### 과제 내용
아래 항목에서 "of the crib"가 들어 있는 줄부터 "[[145, 233]]"가 들어 있는 줄까지를 양 끝 줄을 포함해 한 글자도 바꾸지 말고 그대로 옮겨 적으세요.

--- 원본 자료 ---

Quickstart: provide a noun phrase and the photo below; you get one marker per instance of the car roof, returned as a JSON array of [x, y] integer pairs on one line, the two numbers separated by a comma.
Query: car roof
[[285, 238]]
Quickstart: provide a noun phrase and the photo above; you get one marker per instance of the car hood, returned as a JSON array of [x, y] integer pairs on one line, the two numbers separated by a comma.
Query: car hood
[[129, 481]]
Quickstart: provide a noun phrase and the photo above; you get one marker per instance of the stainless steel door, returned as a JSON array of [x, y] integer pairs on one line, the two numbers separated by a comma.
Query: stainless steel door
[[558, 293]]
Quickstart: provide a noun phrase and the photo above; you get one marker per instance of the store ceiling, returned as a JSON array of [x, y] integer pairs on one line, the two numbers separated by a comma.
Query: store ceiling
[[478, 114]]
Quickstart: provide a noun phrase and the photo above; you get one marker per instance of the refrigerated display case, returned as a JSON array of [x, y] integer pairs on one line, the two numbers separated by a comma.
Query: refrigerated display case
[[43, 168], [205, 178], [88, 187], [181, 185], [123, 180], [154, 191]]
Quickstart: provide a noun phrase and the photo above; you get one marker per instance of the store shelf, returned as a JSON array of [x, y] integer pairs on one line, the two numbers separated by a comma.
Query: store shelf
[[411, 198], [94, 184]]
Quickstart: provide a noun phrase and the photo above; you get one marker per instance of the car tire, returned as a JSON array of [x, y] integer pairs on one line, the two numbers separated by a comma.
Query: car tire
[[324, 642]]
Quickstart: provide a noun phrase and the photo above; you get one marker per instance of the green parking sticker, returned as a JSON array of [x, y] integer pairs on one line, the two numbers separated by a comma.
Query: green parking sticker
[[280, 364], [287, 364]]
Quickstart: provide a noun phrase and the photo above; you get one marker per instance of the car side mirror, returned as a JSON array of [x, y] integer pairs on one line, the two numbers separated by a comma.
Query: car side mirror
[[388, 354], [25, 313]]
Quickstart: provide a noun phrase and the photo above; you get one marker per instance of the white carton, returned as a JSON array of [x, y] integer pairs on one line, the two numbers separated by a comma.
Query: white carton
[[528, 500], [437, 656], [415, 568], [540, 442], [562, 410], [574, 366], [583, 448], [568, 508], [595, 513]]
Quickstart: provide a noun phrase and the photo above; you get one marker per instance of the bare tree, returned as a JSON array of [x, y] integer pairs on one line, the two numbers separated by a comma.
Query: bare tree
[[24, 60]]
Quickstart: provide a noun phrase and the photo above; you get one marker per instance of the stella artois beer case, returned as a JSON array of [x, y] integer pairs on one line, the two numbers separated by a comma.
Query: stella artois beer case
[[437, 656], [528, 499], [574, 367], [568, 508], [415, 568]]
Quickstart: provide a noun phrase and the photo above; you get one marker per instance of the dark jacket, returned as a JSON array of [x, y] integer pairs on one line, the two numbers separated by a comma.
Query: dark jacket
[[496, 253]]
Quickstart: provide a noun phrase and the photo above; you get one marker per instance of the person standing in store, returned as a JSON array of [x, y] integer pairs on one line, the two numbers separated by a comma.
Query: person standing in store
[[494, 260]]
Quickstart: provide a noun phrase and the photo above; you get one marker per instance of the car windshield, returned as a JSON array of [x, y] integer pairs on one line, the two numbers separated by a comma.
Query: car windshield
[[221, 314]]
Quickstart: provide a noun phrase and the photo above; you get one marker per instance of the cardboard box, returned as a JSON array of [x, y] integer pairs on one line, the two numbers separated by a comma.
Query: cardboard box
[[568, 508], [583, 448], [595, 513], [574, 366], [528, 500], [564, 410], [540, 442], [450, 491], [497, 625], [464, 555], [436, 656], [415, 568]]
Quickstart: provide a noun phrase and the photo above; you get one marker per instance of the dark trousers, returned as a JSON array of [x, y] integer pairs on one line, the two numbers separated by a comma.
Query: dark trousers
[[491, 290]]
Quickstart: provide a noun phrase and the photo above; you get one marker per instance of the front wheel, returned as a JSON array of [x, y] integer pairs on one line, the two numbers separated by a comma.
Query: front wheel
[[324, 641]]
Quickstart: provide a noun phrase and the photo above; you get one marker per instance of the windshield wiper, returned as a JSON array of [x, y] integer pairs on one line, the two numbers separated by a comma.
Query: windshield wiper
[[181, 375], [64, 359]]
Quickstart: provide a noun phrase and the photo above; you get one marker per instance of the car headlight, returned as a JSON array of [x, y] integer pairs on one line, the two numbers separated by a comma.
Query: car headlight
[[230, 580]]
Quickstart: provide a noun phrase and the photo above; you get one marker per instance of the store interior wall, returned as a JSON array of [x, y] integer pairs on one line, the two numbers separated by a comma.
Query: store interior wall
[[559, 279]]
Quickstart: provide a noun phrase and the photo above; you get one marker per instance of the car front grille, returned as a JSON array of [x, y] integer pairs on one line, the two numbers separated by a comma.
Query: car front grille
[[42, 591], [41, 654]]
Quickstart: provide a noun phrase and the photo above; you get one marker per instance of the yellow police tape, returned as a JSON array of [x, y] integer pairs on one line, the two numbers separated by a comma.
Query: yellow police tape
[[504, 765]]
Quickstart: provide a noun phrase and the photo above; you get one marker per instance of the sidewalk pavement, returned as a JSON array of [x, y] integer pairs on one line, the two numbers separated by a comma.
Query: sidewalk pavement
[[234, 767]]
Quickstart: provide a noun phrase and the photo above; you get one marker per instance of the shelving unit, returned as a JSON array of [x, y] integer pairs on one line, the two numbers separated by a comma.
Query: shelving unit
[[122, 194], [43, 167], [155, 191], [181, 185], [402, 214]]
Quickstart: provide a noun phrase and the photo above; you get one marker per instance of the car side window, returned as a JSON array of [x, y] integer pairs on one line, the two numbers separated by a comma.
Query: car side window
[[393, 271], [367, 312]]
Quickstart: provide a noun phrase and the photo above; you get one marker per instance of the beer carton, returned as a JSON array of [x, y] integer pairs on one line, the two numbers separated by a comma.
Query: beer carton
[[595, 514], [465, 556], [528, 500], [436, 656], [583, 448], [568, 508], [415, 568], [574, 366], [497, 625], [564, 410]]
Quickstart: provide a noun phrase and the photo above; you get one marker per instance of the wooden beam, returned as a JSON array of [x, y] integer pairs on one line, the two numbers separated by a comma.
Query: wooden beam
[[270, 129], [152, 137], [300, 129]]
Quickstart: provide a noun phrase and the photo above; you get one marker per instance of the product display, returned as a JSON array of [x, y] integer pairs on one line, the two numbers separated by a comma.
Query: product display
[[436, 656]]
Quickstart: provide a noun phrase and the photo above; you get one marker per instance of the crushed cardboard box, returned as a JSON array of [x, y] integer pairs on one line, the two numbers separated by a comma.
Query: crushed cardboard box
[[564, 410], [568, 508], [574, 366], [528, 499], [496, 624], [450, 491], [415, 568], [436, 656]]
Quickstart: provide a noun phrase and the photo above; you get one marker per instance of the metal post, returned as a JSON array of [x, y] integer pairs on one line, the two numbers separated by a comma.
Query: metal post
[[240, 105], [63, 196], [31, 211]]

---
--- 원본 자료 ---

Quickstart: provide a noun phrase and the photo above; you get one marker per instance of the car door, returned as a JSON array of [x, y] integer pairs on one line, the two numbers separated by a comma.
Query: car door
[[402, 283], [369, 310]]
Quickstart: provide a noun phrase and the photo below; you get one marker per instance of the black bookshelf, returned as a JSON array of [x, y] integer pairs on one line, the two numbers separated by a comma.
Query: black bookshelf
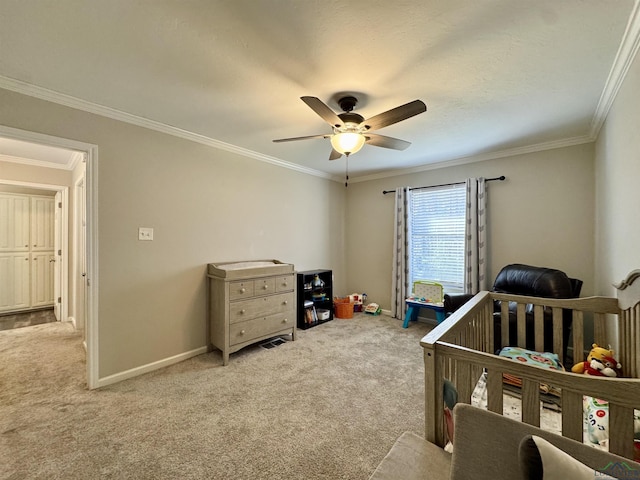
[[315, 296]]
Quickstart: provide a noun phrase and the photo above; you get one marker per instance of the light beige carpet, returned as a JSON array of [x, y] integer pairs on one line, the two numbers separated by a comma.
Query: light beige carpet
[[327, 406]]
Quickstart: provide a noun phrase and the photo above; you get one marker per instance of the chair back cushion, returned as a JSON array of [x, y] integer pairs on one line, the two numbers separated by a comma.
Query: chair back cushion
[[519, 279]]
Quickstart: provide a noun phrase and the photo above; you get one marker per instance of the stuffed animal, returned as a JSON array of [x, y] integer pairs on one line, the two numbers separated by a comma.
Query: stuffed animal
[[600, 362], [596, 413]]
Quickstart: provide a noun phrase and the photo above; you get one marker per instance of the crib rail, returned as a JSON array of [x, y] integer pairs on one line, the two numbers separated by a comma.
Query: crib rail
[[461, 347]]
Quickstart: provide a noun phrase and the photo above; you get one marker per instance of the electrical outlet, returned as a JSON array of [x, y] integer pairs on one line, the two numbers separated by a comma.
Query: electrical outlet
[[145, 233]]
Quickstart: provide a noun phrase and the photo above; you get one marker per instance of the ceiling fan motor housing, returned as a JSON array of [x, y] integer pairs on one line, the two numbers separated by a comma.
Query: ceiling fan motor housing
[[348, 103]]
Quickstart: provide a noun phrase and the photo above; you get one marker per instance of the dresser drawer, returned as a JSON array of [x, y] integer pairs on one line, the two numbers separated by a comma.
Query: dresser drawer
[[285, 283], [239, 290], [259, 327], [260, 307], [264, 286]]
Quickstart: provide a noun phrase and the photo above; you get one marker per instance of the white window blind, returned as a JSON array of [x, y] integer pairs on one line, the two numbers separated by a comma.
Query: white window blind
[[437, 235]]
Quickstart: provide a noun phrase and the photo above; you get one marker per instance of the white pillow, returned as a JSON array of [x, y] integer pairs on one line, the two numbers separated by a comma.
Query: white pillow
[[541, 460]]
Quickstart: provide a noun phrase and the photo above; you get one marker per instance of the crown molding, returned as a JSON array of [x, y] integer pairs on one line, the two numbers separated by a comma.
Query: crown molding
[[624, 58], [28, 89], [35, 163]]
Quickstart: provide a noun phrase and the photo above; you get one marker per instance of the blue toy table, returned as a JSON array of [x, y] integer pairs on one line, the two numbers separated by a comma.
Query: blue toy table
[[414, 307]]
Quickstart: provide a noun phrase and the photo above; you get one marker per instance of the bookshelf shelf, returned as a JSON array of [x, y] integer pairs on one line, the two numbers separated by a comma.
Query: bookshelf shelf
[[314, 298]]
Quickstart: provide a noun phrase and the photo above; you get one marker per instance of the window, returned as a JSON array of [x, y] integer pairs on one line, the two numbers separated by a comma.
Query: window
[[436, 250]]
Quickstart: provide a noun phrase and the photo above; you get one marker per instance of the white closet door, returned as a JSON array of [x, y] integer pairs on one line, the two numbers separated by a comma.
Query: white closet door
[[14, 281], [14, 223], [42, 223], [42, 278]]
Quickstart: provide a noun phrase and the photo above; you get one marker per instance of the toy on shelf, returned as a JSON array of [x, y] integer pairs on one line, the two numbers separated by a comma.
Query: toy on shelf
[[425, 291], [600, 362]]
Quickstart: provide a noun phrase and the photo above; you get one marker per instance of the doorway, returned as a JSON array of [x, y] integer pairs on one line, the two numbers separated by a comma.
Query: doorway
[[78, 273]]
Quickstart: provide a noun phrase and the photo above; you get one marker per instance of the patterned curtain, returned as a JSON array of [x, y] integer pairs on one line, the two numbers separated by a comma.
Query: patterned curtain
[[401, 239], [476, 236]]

---

### 풀이 결과
Quickstart: provide a noun phrase and the photo above; you get one marker per instance of the crib rail, returned as a JSON array of [x, y] integer pairs on one line, the two numbers separated by a comma.
Query: crib rail
[[461, 347]]
Quickstart: provide a noun phrase and the photo above; you get one marker per instance of the electrical outlet, returned as a JSON array of [x, y] integer pairs on one line, the two numbers separated by a comma.
Query: electrical outlet
[[145, 233]]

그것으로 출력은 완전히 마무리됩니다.